(AIM OF THE EXERCISE) Copy all of the records below verbatim, omitting the pictures.

(EXERCISE INPUT)
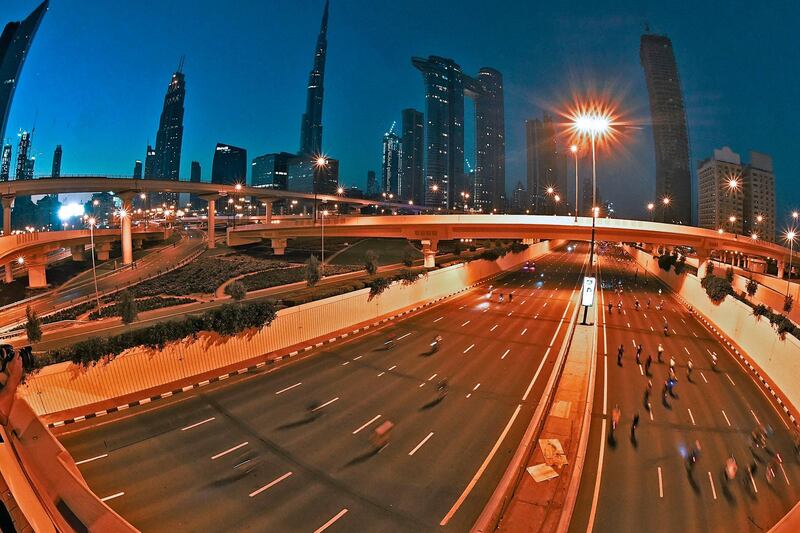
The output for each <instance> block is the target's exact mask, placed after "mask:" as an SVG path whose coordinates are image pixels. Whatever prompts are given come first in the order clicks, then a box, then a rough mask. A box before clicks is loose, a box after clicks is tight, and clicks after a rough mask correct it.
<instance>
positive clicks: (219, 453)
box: [211, 441, 249, 461]
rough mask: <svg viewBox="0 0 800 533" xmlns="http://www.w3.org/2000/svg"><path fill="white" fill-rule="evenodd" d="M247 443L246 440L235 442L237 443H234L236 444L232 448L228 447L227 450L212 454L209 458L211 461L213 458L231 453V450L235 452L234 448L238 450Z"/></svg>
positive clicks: (246, 445) (216, 458)
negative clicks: (242, 441) (210, 456)
mask: <svg viewBox="0 0 800 533" xmlns="http://www.w3.org/2000/svg"><path fill="white" fill-rule="evenodd" d="M248 444H249V443H248V442H247V441H245V442H243V443H241V444H237V445H236V446H234V447H233V448H228V449H227V450H225V451H224V452H219V453H218V454H217V455H212V456H211V460H212V461H215V460H217V459H219V458H220V457H224V456H226V455H228V454H229V453H231V452H235V451H236V450H238V449H239V448H244V447H245V446H247V445H248Z"/></svg>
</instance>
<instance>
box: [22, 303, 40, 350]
mask: <svg viewBox="0 0 800 533" xmlns="http://www.w3.org/2000/svg"><path fill="white" fill-rule="evenodd" d="M25 316H26V317H27V318H28V321H27V322H26V323H25V333H26V334H27V335H28V341H30V342H39V341H40V340H42V320H41V319H40V318H39V315H37V314H36V311H34V310H33V309H31V306H30V305H29V306H27V307H26V308H25Z"/></svg>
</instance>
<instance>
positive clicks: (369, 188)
mask: <svg viewBox="0 0 800 533" xmlns="http://www.w3.org/2000/svg"><path fill="white" fill-rule="evenodd" d="M380 193H381V191H380V187H378V178H377V177H375V171H374V170H368V171H367V196H369V197H372V196H378V195H379V194H380Z"/></svg>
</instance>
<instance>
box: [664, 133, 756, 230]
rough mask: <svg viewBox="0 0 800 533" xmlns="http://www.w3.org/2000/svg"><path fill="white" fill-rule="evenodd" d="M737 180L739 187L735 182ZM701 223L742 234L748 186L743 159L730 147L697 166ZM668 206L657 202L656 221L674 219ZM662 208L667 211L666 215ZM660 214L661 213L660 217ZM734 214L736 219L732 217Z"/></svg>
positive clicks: (698, 187) (697, 213) (697, 212)
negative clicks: (744, 169) (743, 166)
mask: <svg viewBox="0 0 800 533" xmlns="http://www.w3.org/2000/svg"><path fill="white" fill-rule="evenodd" d="M734 180H735V184H736V186H735V187H732V186H731V182H732V181H734ZM697 181H698V209H697V215H698V219H699V220H698V222H699V225H700V227H701V228H708V229H715V230H716V229H722V230H725V231H731V232H734V233H739V234H741V233H742V229H743V223H744V221H743V218H744V216H743V214H744V188H743V187H742V160H741V158H740V157H739V154H737V153H735V152H734V151H732V150H731V149H730V148H728V147H727V146H725V147H723V148H721V149H719V150H714V155H713V157H710V158H709V159H705V160H703V161H701V162H700V164H699V165H698V169H697ZM671 209H672V203H671V202H670V204H669V205H667V206H666V207H665V206H664V204H663V203H661V202H658V203H657V204H656V211H657V212H656V217H655V218H656V220H664V219H666V220H672V217H671V215H669V213H668V212H669V211H670V210H671ZM659 211H667V214H666V215H664V214H662V213H660V212H659ZM659 215H660V216H659ZM731 217H733V218H731Z"/></svg>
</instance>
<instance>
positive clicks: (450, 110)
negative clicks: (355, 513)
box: [411, 56, 482, 208]
mask: <svg viewBox="0 0 800 533" xmlns="http://www.w3.org/2000/svg"><path fill="white" fill-rule="evenodd" d="M411 64H412V65H414V67H416V68H417V69H418V70H419V71H420V72H422V76H423V80H424V82H425V115H426V120H427V122H426V127H425V151H426V156H425V157H426V161H425V165H426V166H425V181H426V184H425V188H426V190H425V204H426V205H429V206H431V207H443V208H452V207H453V205H454V203H455V202H456V197H457V196H458V197H459V198H460V196H459V192H462V191H464V190H465V188H464V93H465V91H466V92H468V94H469V95H470V96H475V95H477V94H479V93H481V92H482V88H481V87H480V85H479V84H478V82H477V81H476V80H474V79H473V78H471V77H469V76H467V75H465V74H464V73H462V72H461V67H460V66H458V64H457V63H456V62H455V61H453V60H452V59H447V58H444V57H439V56H430V57H428V58H427V59H424V58H420V57H413V58H411Z"/></svg>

(ANSWER BOX)
The output for each <instance> block is the target's exact mask, placed after "mask:" as an SVG path whose coordinates are image pixels. Whatever prompts are given come first in the order clicks, then a box, then a rough mask. A box before clicks is loose, a box after clicks is tight, and clicks after a rough mask correct it.
<instance>
positive clicks: (219, 453)
box: [211, 441, 249, 461]
rough mask: <svg viewBox="0 0 800 533" xmlns="http://www.w3.org/2000/svg"><path fill="white" fill-rule="evenodd" d="M247 443L246 440L235 442L237 443H234L236 444L232 448L228 447L227 450L212 454L209 458L211 461L213 458L231 453V450L235 452L234 448L238 450Z"/></svg>
positive clicks: (246, 445) (216, 458)
negative clicks: (242, 441) (210, 456)
mask: <svg viewBox="0 0 800 533" xmlns="http://www.w3.org/2000/svg"><path fill="white" fill-rule="evenodd" d="M248 444H249V443H248V442H247V441H245V442H243V443H241V444H237V445H236V446H234V447H233V448H228V449H227V450H225V451H224V452H219V453H218V454H217V455H212V456H211V460H212V461H215V460H217V459H219V458H220V457H224V456H226V455H228V454H229V453H231V452H235V451H236V450H238V449H239V448H244V447H245V446H247V445H248Z"/></svg>
</instance>
<instance>
box: [22, 303, 40, 350]
mask: <svg viewBox="0 0 800 533" xmlns="http://www.w3.org/2000/svg"><path fill="white" fill-rule="evenodd" d="M25 316H26V317H27V318H28V321H27V322H26V323H25V333H26V334H27V335H28V341H30V342H39V341H40V340H42V320H41V319H40V318H39V315H37V314H36V311H34V310H33V309H31V306H30V305H29V306H27V307H26V308H25Z"/></svg>
</instance>
<instance>
positive clicks: (369, 188)
mask: <svg viewBox="0 0 800 533" xmlns="http://www.w3.org/2000/svg"><path fill="white" fill-rule="evenodd" d="M380 193H381V191H380V187H378V178H377V177H375V171H374V170H368V171H367V196H369V197H372V196H378V195H379V194H380Z"/></svg>
</instance>
<instance>
box: [664, 133, 756, 230]
rough mask: <svg viewBox="0 0 800 533" xmlns="http://www.w3.org/2000/svg"><path fill="white" fill-rule="evenodd" d="M737 180L739 187L735 182ZM701 223L742 234L748 186L743 159L730 147L697 166ZM668 206L657 202L656 221L674 219ZM662 208L667 211L666 215ZM660 214L661 213L660 217ZM734 214L736 219L732 217Z"/></svg>
positive clicks: (698, 187) (697, 213) (697, 212)
negative clicks: (744, 169) (743, 166)
mask: <svg viewBox="0 0 800 533" xmlns="http://www.w3.org/2000/svg"><path fill="white" fill-rule="evenodd" d="M734 180H735V184H736V186H735V187H732V186H731V182H732V181H734ZM697 181H698V209H697V215H698V219H699V220H698V222H699V225H700V227H701V228H708V229H715V230H716V229H722V230H725V231H731V232H734V233H739V234H741V233H742V229H743V223H744V221H743V218H744V216H743V214H744V188H743V187H742V160H741V158H740V157H739V154H737V153H735V152H734V151H732V150H731V149H730V148H728V147H727V146H725V147H723V148H721V149H719V150H714V155H713V157H710V158H709V159H705V160H703V161H701V162H700V164H699V165H698V169H697ZM671 209H672V203H671V202H670V204H669V205H667V206H666V207H665V206H664V204H663V203H661V202H658V203H657V204H656V211H657V212H656V217H655V218H656V220H664V219H666V220H672V217H671V215H669V213H668V212H669V211H670V210H671ZM659 211H667V214H666V215H664V214H662V213H660V212H659ZM659 215H660V216H659ZM731 217H733V218H731Z"/></svg>
</instance>
<instance>
positive clicks: (450, 110)
negative clicks: (355, 513)
box: [411, 56, 482, 208]
mask: <svg viewBox="0 0 800 533" xmlns="http://www.w3.org/2000/svg"><path fill="white" fill-rule="evenodd" d="M411 64H412V65H414V67H416V68H417V69H418V70H419V71H420V72H422V76H423V80H424V82H425V115H426V120H427V122H426V127H425V151H426V156H425V157H426V161H425V165H426V166H425V181H426V184H425V188H426V190H425V204H426V205H429V206H431V207H443V208H452V207H453V205H454V203H455V202H456V197H457V196H458V197H459V198H460V196H459V192H462V191H464V190H465V188H464V93H465V91H466V92H468V94H469V95H470V96H475V95H477V94H479V93H481V92H482V88H481V87H480V85H479V84H478V82H477V81H476V80H474V79H473V78H471V77H469V76H467V75H465V74H464V73H462V72H461V67H460V66H458V64H457V63H456V62H455V61H453V60H452V59H447V58H444V57H439V56H430V57H428V58H427V59H424V58H420V57H413V58H411Z"/></svg>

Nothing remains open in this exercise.